■ Prompt
Each entry below is to be duplicated precisely.

:: Data shown ::

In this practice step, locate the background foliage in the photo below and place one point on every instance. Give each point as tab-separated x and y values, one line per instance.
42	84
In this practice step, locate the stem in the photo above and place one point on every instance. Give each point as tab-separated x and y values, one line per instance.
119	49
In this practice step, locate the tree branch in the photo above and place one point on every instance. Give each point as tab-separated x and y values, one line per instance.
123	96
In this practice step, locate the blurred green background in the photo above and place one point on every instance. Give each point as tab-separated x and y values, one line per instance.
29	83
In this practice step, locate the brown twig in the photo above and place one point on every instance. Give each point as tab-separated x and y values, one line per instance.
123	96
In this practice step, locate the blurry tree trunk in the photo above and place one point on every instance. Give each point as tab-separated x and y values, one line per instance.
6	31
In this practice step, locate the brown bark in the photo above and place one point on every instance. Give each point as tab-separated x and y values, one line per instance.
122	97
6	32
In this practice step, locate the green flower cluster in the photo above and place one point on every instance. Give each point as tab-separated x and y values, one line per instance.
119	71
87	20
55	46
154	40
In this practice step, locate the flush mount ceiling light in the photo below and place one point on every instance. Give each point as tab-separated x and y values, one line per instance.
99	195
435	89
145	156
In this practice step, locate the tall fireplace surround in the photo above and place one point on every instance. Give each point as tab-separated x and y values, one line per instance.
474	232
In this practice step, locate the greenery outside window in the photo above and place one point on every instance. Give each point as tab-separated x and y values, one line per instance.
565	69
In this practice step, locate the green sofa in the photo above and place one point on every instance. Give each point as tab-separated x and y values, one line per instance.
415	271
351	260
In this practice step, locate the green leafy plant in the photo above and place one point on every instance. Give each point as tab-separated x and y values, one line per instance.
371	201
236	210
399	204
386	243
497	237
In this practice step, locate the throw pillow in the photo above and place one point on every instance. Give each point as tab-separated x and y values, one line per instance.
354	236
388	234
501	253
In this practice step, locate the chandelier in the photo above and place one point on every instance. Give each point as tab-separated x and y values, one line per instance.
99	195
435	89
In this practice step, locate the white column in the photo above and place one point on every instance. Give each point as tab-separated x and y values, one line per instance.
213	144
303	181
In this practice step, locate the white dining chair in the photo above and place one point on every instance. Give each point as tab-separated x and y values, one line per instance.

:::

■ Answer below
In this practice step, locate the background foliage in the photo below and place one point on every instance. Give each point as tab-separated x and y values, one line per instance.
42	84
In this practice step, locate the stem in the photo above and place one point on every instance. Give each point as tab-separated x and y values, one line per instance.
119	49
In this practice step, locate the tree branch in the photo above and place one point on every instance. Give each point as tab-separated x and y values, one line per instance.
123	96
In this practice step, locate the blurred green background in the photo above and place one point on every instance. Give each point as tab-separated x and y values, one line per instance.
29	83
In this practice step, locate the brown twig in the photo above and place one point on every instance. Give each point as tab-separated x and y values, one line per instance.
123	96
In this practice step, locate the blurry tree trunk in the photo above and place one point on every instance. Give each point as tab-separated x and y values, one line per instance.
6	31
In this practice step, locate the brown bark in the photo above and place one point on every instance. Give each point as tab-separated x and y values, one line per instance.
122	97
6	32
In this practice step, locate the green flower cluster in the photo above and place one point on every instance. Give each point as tab-separated x and y values, one line per instance.
119	71
87	20
55	46
154	40
In this practice step, locate the flush mount ceiling light in the photo below and place one point on every instance. Give each point as tab-separated x and y values, one line per instance.
99	195
435	89
145	156
In this practice step, locate the tall fireplace surround in the photo above and place one point on every instance. Give each point as tab-separated x and y values, one line per instance.
474	232
In this practice step, locate the greenery outside window in the photo above and place one point on every instance. Give each point as tab-separated x and y values, one line per instance.
565	69
In this practice step, locate the green sofa in the photo above and place one point on every instance. Give each point as tab-separated x and y values, one line per instance.
415	271
351	260
In this practice step, locate the green leafy plant in the photo above and place one point on every instance. Give each point as tab-separated x and y values, one line per instance.
371	201
236	210
399	204
386	243
497	237
In this practice step, locate the throw pillow in the photo above and place one point on every instance. Give each point as tab-separated x and y values, one line per instance.
354	236
388	234
501	253
In this practice step, locate the chandelier in the photo above and place one point on every instance. Give each point as tab-separated x and y values, one line per instance.
99	195
435	89
In this practice step, locate the white column in the photo above and place one point on every instance. Give each point as tab-separated x and y values, one line per instance.
213	144
303	181
In this practice step, locate the white dining chair in the photo above and place one point on every instance. Give each point as tab-separated x and y values, one line per instance.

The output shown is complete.